#### TEXT SEGMENT
Lungowe v. Vedanta Resources plc [2019] UKSC 20 is a UK company law and English tort law case, concerning business liability for human rights violations, environmental damage and the duty of care owed by a parent company.

Facts
From Chingola in Zambia's copperbelt region, lead claimant Dominic Liswaniso Lungowe and another 1,825 Zambian citizens  claimed that Vedanta Resources plc had breached its duty of care to ensure that its Zambian subsidiary, Konkola Copper Mines Plc, ("KCM") would not harm the environment and local communities. They claimed compensation for personal injury, property damage, loss of income, amenity and enjoyment of land because of copper mine discharges. Vedanta plc argued the English court did not have jurisdiction to hear the claim and should stay proceedings on forum non conveniens grounds. It argued there was an abuse of EU law.

Judgments

High Court
By an order dated 16 June 2016, issued following judgment on 27 May 2016, Peter Coulson, then a High Court judge, granted jurisdiction over the claims: the case could not be fairly pursued in Zambia. Forum non conveniens, after the case of Owusu was irrelevant under the Brussels Regulation (EU) 1215/2012 article 4. He rejected the argument that there was an abuse of EU law. To show abuse, the sole object of litigation had to be to oust another court’s jurisdiction, or that the claim was fraudulent. There was legitimate concern that the parent company was the architect of the environmental pollution, and that the Zambian company had no ability to pay. The claim had a real prospect of success in holding the parent owed a duty of care: by establishing foreseeability, proximity and reasonableness under the three-fold test for the duty of care laid down in Caparo plc v Dickman. A claim in negligence could arise from the subsidiary’s operations, according to Chandler v Cape plc. Former employees were more likely to succeed, but residents have an arguable case, both in English and Zambian law, considering Erste Group Bank AG (London) v JSC (VMZ Red October). Claims against both defendants (the parent and subsidiary company) were closely bound together. The Zambian company was a necessary and proper party to the claim against the parent company. England was an appropriate place to try the claims. Also, ‘if these claimants pursued KCM in Zambia, they would not obtain justice’. If it had been necessary, the court would have exercised discretion to allow service out of the jurisdiction on the Zambian company.

#### ENTRIES PROVIDED
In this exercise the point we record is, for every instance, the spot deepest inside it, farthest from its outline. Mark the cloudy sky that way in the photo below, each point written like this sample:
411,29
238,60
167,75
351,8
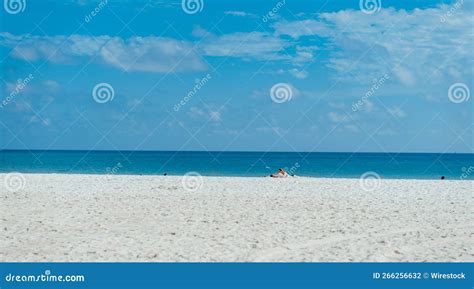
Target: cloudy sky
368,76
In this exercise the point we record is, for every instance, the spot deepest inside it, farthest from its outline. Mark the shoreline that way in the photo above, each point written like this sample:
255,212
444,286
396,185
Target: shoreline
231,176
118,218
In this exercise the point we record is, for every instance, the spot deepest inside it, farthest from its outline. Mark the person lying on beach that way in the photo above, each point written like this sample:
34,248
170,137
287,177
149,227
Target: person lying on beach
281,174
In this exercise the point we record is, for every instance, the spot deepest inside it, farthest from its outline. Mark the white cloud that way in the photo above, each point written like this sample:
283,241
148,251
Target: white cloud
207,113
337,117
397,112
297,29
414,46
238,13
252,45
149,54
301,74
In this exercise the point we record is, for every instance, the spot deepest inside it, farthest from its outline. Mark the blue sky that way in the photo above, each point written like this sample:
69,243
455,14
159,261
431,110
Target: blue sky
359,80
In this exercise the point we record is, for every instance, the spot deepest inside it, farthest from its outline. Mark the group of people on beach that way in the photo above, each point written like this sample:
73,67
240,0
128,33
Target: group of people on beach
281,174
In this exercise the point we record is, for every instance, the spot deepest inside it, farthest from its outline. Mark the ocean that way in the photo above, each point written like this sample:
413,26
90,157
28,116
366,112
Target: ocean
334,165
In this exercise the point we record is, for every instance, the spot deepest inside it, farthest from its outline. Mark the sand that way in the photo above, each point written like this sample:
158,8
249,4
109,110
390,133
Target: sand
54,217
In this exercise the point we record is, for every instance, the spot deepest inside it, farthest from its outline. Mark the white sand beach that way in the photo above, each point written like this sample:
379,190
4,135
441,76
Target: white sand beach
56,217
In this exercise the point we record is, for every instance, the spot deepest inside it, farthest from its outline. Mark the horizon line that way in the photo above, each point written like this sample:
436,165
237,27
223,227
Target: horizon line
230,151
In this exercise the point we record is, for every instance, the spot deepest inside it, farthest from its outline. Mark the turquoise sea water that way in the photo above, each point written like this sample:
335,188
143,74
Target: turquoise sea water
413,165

==

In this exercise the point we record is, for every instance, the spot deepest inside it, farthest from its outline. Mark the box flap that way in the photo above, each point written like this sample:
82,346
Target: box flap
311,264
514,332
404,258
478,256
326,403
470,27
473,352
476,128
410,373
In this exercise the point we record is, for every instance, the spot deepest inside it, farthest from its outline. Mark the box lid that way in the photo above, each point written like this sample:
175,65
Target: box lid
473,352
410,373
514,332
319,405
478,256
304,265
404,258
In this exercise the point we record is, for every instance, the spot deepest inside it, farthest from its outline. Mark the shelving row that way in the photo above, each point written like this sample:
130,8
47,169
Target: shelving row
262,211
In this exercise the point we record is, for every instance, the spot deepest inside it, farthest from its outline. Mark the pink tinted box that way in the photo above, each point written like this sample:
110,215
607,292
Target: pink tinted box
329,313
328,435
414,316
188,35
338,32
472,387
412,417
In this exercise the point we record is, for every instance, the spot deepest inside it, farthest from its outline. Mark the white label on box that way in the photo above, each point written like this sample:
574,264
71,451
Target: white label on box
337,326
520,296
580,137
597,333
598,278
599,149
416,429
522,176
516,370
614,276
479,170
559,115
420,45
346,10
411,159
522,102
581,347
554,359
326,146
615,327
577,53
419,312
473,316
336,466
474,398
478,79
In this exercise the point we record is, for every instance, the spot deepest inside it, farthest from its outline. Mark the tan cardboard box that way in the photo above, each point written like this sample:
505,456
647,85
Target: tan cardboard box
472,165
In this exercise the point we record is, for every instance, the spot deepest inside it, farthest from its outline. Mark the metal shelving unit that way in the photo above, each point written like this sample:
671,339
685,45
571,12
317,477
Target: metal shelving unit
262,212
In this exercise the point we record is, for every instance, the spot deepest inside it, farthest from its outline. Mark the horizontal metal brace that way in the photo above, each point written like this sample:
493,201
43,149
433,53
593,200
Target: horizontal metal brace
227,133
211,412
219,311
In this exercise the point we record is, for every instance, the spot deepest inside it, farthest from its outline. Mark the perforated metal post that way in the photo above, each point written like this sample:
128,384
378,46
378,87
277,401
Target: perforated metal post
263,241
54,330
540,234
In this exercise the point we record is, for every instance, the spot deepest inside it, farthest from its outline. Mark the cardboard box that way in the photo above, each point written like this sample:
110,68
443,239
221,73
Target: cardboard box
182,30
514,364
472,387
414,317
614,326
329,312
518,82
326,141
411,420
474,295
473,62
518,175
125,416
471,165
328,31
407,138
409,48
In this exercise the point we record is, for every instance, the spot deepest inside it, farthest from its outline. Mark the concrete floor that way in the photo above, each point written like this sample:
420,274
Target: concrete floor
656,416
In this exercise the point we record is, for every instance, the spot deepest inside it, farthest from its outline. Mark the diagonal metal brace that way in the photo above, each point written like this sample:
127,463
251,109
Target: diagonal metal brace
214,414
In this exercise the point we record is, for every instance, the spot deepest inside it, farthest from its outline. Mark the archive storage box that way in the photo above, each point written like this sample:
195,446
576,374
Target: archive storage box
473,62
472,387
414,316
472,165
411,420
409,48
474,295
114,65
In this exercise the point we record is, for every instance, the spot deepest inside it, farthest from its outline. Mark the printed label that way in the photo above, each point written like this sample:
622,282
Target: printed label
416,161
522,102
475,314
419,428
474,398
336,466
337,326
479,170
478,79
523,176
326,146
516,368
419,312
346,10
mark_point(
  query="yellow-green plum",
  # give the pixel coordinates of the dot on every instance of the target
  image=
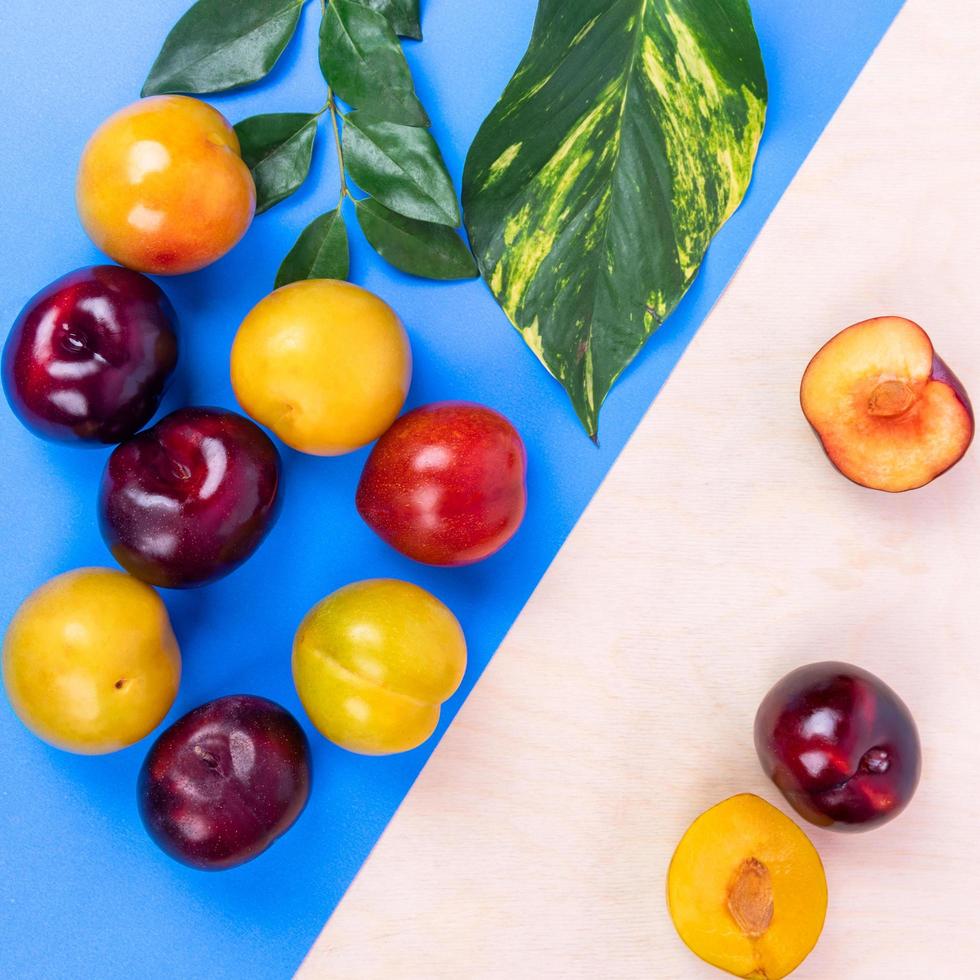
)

#### REQUIRED TASKS
a – Restate the Vedanta case summary from "Lungowe v. Vedanta" to "a parent company.", swapping "parent company" for "holding company".
b – Count the lines of the records that contain the string "beach", treating case as significant, and give only the number.
The Vedanta case summary and the records come from unrelated sources.

#### EXPECTED OUTPUTS
a –
Lungowe v. Vedanta Resources plc [2019] UKSC 20 is a UK company law and English tort law case, concerning business liability for human rights violations, environmental damage and the duty of care owed by a holding company.

b – 6